- **Given problem**
In the records, take the part that opens with the line containing "of baby's ear" and closes with the line containing "308, 390, 330]]". Write out only those lines again, changing "tightly enclose" to "closely surround" and leaving everything else the same.

-- start Dataset records --

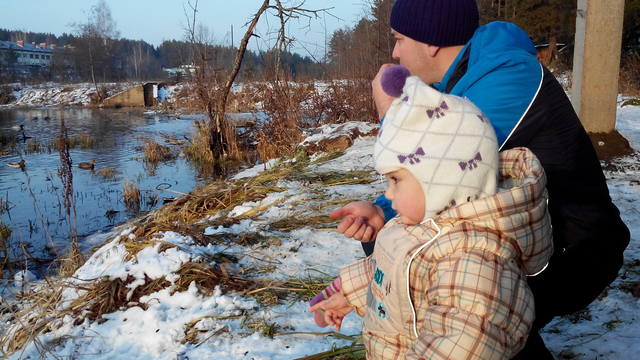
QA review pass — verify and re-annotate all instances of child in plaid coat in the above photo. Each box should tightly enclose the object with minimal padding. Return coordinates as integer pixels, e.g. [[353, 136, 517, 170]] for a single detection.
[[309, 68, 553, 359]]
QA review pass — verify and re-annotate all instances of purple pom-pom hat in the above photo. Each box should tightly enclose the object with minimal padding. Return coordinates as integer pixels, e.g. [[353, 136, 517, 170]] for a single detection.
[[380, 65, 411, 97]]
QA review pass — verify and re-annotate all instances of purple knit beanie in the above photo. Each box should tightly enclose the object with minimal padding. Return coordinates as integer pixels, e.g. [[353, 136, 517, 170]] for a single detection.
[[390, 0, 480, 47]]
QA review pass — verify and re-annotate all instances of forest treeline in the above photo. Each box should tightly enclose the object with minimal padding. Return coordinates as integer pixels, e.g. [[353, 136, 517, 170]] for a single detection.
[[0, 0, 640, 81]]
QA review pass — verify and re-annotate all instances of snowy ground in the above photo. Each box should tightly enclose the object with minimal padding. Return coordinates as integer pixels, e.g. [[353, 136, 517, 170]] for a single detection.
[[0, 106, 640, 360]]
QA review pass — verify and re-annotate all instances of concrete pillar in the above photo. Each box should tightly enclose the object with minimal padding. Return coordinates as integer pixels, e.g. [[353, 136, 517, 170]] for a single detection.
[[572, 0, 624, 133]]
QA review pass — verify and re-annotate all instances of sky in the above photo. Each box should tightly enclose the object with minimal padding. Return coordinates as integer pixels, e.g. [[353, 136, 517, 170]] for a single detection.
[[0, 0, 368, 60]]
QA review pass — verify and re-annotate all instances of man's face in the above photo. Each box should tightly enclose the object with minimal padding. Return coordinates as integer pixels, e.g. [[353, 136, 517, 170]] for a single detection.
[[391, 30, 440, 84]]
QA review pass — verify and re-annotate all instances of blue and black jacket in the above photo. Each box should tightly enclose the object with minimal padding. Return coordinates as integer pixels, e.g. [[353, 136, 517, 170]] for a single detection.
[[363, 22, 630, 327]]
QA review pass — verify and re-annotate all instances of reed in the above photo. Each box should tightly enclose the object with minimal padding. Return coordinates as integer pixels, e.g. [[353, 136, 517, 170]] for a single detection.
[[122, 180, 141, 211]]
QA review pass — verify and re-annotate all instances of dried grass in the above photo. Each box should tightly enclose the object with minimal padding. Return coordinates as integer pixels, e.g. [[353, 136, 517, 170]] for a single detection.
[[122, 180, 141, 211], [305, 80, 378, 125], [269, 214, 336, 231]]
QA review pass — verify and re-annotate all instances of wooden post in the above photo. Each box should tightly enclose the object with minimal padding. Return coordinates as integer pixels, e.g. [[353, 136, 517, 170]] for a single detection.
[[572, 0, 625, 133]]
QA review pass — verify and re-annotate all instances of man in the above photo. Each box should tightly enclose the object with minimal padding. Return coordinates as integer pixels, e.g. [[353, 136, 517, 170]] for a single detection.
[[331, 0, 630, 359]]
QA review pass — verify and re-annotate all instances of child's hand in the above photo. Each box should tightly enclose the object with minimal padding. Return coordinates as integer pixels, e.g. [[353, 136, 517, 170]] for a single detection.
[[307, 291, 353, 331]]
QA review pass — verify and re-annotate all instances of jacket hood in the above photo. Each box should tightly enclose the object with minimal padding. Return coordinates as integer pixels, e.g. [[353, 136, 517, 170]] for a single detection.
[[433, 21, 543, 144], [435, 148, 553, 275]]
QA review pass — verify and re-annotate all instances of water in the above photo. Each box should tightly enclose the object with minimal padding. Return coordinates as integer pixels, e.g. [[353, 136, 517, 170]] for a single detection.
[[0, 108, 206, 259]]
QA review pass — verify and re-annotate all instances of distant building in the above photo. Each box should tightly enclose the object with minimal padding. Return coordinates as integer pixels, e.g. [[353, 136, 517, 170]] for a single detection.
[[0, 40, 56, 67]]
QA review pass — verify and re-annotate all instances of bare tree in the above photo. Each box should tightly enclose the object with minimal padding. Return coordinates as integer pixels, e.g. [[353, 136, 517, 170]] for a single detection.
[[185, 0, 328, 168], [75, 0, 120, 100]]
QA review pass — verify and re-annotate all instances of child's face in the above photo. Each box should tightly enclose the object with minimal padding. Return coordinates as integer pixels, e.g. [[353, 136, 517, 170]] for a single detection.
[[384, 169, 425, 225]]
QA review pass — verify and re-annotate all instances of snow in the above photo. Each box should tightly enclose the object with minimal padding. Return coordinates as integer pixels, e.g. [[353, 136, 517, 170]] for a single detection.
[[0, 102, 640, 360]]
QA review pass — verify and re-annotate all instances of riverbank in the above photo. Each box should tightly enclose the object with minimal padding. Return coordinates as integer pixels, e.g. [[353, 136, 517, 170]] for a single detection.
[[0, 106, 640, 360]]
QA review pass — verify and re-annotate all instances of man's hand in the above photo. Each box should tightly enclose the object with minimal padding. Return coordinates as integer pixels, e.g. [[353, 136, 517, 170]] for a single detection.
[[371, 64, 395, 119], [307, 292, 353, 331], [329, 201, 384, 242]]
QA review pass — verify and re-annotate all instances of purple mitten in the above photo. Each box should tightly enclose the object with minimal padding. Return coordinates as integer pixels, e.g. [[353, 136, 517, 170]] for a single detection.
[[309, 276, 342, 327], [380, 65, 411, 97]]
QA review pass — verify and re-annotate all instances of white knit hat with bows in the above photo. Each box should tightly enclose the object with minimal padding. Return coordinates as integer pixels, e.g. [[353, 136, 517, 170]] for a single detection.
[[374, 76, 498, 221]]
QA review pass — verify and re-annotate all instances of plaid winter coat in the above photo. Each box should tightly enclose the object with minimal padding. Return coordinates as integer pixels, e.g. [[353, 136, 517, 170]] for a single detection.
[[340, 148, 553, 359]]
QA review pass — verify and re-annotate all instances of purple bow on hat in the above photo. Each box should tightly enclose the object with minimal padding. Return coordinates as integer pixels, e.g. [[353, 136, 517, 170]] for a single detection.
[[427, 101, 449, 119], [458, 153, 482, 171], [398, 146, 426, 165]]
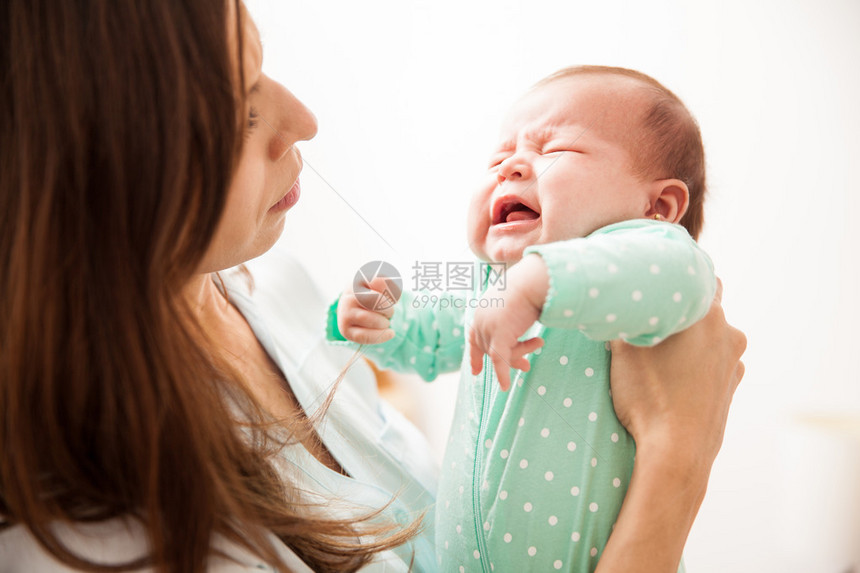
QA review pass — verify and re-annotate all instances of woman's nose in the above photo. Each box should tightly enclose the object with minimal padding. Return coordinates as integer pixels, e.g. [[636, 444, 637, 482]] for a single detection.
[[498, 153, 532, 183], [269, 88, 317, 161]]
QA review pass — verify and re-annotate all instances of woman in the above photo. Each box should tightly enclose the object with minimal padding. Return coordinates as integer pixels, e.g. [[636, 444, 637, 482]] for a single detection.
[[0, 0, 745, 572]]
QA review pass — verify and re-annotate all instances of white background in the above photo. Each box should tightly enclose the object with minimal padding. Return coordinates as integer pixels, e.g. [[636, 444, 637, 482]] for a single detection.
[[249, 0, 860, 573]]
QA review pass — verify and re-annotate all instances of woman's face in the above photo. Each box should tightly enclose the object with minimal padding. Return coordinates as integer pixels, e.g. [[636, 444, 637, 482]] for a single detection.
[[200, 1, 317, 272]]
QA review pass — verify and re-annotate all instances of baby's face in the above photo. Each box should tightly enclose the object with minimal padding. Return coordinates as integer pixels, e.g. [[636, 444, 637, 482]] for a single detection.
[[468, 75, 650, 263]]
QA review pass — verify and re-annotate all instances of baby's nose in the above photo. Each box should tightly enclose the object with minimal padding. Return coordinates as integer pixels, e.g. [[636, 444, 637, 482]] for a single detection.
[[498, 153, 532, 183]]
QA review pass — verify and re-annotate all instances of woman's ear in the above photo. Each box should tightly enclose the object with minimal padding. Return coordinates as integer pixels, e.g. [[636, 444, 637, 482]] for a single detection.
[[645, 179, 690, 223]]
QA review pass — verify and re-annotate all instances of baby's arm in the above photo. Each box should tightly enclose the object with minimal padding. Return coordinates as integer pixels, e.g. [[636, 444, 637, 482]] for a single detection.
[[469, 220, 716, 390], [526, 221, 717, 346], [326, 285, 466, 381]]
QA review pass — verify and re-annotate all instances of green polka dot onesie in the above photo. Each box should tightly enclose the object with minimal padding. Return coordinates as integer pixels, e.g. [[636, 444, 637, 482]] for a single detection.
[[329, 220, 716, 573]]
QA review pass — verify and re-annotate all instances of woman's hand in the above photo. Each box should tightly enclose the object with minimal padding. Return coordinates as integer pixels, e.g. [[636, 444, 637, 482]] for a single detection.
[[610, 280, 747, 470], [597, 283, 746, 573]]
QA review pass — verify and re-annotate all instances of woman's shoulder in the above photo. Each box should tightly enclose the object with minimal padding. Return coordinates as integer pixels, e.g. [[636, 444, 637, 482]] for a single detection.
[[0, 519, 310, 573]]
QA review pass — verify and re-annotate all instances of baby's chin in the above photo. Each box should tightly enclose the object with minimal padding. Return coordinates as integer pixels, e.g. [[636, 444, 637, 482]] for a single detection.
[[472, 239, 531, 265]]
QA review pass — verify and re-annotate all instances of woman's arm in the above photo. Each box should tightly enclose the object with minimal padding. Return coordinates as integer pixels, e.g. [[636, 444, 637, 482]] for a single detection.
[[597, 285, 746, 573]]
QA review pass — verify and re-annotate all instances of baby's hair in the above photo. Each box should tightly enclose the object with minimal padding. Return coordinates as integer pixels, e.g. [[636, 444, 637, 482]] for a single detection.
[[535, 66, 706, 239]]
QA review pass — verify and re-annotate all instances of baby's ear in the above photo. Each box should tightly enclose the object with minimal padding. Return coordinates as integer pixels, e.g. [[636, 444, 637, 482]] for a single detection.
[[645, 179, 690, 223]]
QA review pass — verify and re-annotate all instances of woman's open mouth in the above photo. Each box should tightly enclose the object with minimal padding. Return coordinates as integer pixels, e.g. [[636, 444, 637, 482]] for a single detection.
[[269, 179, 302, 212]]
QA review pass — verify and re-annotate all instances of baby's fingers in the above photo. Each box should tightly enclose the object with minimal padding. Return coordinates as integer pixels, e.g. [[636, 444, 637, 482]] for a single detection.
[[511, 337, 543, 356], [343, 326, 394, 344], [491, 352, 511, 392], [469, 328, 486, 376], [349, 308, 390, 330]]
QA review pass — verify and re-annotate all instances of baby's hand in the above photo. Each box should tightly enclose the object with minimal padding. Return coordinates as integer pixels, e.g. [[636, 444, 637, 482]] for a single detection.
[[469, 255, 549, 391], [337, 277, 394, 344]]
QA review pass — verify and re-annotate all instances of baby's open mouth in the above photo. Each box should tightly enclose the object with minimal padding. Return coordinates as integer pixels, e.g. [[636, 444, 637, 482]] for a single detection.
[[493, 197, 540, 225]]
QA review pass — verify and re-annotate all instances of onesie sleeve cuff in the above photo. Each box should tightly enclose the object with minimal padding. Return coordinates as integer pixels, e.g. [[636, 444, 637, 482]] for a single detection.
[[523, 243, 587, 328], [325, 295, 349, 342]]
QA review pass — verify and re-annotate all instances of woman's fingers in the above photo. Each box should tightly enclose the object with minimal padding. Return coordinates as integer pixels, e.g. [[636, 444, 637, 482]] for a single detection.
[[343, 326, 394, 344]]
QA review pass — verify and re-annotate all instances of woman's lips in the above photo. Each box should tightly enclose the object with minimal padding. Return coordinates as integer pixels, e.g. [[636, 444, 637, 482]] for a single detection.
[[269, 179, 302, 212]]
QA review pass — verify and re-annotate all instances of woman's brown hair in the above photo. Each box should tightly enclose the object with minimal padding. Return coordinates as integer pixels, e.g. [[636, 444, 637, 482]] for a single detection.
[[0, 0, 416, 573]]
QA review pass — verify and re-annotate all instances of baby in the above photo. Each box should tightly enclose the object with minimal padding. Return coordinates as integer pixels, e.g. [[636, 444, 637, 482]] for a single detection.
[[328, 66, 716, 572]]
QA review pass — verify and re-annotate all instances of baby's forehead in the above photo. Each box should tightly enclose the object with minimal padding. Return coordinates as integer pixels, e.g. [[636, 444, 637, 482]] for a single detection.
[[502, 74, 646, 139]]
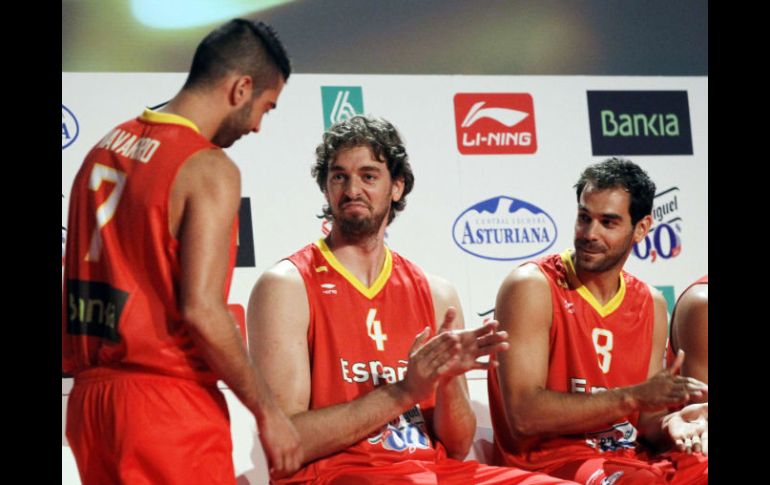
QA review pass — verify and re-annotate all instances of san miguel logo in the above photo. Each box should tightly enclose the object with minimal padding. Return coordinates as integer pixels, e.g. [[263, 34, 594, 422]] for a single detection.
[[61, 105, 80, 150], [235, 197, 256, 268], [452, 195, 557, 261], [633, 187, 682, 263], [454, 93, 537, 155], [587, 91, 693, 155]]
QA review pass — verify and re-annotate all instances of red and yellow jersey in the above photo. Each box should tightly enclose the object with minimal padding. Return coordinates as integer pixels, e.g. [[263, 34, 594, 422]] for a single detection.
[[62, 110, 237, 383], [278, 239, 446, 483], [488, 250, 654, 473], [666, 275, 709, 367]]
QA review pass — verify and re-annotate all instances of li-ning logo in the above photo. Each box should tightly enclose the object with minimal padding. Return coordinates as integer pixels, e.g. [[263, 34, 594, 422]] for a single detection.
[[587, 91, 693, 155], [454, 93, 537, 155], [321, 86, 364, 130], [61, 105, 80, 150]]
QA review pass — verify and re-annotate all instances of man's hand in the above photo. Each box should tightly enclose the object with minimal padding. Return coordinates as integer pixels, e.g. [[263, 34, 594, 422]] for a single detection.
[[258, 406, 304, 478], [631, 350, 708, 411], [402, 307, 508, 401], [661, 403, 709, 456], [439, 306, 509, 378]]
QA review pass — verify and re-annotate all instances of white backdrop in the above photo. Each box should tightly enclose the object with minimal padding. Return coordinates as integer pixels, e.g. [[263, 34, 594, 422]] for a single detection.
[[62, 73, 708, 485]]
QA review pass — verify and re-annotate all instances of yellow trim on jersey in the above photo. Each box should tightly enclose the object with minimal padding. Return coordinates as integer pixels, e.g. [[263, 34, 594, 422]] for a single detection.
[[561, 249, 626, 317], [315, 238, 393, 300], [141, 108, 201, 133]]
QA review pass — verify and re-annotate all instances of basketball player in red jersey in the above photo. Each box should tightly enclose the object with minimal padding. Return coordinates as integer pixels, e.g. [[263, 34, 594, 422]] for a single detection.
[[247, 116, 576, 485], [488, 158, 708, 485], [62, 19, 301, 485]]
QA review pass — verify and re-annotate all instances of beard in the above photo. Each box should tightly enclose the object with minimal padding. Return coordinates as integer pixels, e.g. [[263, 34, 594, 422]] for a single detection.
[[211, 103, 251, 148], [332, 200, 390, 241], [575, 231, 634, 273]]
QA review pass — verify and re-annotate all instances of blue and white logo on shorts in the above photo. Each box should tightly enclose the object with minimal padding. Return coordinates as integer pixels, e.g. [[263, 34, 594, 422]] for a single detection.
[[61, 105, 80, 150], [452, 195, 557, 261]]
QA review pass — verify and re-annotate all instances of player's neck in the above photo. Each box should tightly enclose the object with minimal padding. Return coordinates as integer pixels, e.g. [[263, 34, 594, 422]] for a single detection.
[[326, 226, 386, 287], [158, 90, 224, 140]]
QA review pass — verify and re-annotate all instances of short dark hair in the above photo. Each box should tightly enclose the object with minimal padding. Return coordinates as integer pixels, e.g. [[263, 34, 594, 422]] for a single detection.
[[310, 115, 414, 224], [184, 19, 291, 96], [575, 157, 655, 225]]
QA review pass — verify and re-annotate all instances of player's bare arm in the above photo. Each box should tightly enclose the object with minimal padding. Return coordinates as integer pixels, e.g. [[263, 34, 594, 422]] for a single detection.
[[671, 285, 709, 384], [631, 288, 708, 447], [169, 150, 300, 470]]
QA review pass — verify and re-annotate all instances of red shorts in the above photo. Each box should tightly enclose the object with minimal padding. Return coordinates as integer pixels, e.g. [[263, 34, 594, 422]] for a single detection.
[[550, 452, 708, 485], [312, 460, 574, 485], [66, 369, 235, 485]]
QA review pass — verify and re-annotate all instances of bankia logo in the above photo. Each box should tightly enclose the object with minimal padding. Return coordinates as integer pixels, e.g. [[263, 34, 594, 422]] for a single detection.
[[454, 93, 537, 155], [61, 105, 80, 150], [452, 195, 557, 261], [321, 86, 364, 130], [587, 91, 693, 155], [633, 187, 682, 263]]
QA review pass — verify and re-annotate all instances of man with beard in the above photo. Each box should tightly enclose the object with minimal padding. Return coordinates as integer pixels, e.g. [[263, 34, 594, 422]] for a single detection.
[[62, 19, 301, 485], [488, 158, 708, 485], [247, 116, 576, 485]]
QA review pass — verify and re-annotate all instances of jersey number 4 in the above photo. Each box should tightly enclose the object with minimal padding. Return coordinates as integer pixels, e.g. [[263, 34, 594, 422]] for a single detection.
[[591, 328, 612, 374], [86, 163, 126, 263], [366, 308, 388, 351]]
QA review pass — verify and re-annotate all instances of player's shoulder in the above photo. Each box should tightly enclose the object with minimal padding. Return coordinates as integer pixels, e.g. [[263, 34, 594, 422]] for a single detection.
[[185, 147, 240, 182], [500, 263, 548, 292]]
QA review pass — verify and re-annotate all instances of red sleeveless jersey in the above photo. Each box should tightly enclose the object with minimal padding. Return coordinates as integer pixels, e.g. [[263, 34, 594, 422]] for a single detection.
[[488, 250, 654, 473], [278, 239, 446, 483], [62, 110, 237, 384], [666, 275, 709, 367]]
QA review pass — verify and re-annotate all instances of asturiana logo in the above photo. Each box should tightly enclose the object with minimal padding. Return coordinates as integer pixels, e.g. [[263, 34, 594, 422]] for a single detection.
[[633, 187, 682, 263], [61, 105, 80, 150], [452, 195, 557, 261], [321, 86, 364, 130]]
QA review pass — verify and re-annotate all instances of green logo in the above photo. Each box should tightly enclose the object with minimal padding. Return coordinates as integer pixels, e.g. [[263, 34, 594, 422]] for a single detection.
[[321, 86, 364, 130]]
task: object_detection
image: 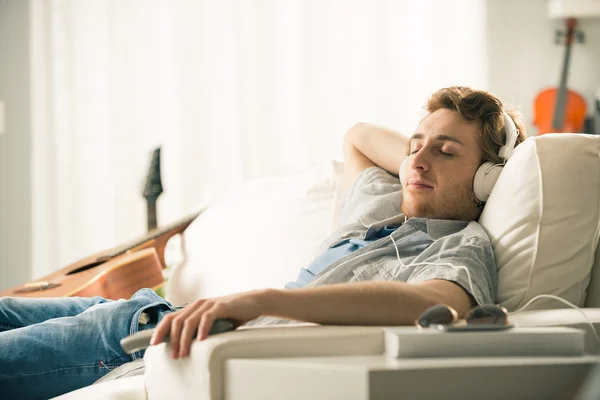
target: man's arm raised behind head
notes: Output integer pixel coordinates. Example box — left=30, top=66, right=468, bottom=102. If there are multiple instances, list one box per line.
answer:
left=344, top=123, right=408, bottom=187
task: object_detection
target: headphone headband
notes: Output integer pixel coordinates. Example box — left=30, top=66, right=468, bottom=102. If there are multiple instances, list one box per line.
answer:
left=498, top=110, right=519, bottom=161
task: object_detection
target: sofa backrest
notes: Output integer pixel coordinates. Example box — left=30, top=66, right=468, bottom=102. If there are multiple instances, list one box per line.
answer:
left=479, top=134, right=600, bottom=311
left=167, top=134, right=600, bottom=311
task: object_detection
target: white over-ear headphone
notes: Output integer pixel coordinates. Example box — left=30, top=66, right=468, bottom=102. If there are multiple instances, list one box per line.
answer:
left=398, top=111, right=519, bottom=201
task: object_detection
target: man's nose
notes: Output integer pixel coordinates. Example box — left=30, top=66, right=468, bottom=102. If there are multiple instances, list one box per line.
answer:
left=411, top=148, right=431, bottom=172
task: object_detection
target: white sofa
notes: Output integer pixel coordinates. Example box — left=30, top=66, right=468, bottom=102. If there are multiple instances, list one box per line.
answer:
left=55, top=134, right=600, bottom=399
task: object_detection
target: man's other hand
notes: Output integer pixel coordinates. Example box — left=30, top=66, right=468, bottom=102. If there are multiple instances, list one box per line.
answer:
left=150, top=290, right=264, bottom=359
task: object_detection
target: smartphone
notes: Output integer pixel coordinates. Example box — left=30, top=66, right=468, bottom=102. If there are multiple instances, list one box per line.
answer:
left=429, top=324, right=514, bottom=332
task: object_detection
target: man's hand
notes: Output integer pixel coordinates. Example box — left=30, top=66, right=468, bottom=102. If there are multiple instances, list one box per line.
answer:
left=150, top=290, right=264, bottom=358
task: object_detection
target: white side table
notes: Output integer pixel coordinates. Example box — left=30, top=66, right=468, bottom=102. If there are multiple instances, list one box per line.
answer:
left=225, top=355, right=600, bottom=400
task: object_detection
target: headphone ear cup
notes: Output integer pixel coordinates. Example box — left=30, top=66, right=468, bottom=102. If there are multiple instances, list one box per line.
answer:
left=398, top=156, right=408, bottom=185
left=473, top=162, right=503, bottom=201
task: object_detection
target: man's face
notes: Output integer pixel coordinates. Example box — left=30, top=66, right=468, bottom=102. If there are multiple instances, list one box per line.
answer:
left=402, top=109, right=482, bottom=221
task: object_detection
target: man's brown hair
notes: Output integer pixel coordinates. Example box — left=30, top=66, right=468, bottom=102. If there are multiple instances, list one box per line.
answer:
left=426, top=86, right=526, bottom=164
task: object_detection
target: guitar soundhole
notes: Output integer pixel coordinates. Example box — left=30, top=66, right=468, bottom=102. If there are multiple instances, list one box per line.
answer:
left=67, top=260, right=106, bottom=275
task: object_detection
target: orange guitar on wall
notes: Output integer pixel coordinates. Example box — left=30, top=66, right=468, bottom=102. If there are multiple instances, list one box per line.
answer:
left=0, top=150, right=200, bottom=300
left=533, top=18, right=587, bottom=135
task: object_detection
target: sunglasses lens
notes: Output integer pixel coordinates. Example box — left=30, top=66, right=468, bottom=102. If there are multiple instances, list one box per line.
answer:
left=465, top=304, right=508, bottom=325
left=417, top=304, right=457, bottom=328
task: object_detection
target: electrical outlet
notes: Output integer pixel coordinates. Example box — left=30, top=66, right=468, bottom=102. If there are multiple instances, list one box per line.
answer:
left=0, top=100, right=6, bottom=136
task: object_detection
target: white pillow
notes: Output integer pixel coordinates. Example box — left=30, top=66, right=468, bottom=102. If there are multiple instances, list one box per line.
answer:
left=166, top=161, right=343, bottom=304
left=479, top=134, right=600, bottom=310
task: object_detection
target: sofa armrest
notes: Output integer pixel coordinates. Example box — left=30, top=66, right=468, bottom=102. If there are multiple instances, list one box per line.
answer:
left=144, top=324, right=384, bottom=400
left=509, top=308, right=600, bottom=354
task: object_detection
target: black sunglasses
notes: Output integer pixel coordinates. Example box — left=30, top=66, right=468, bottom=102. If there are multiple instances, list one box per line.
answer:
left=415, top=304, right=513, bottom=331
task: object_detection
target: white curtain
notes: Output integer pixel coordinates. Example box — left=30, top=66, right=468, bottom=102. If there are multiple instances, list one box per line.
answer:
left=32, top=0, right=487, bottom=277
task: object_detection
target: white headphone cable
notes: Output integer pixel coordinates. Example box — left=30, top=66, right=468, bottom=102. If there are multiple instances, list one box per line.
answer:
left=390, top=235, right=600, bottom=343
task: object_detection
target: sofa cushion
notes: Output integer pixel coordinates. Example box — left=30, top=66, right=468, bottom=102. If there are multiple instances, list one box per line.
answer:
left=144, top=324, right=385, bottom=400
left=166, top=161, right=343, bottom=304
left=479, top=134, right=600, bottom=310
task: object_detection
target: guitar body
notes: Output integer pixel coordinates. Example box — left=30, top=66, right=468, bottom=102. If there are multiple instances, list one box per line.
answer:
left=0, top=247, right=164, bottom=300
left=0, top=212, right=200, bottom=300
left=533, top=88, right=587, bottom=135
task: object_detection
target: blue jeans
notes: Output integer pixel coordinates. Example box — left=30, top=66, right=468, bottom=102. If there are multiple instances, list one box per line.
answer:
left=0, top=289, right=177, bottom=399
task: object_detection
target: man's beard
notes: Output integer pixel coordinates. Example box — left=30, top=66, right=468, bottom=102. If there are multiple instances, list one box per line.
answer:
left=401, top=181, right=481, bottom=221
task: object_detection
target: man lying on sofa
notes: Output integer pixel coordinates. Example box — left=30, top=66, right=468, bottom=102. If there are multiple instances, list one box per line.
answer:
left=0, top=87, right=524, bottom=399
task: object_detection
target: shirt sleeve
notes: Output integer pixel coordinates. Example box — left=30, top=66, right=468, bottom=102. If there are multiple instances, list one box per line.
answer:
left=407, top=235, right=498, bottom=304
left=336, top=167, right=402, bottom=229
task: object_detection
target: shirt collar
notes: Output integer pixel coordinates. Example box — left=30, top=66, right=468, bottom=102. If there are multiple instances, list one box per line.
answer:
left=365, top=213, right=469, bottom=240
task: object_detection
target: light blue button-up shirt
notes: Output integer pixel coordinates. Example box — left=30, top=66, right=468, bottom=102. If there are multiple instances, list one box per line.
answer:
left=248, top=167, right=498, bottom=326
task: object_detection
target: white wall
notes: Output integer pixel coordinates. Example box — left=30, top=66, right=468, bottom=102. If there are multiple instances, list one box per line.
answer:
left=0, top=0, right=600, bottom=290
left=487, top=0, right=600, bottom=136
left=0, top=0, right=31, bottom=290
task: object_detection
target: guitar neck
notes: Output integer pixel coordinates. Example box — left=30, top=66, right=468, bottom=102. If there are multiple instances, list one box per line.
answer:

-- end Dataset records --

- **Written solution**
QA review pass — verify and re-annotate all instances of baby's ear in the above photo. Each box should closely surround the object with minimal padding. Return coordinates as integer pixels, e.g. [[636, 444, 637, 482]] for a single detection.
[[645, 179, 690, 223]]
QA review pass — verify and re-annotate all instances of woman's open mouth in the above photo. Each box should closely surround the object with minimal padding. Return coordinates as integer pixels, e.g. [[636, 444, 637, 482]] for a single detection.
[[269, 179, 302, 212]]
QA review pass — verify and re-annotate all instances of baby's fingers in the above photo. Each box should closely surround the object with minimal padding. Return coordinates as integer pixels, e.g. [[636, 444, 637, 482]] for a single detection.
[[511, 337, 543, 356], [343, 326, 394, 344], [491, 352, 511, 392], [469, 328, 486, 376], [349, 308, 390, 330]]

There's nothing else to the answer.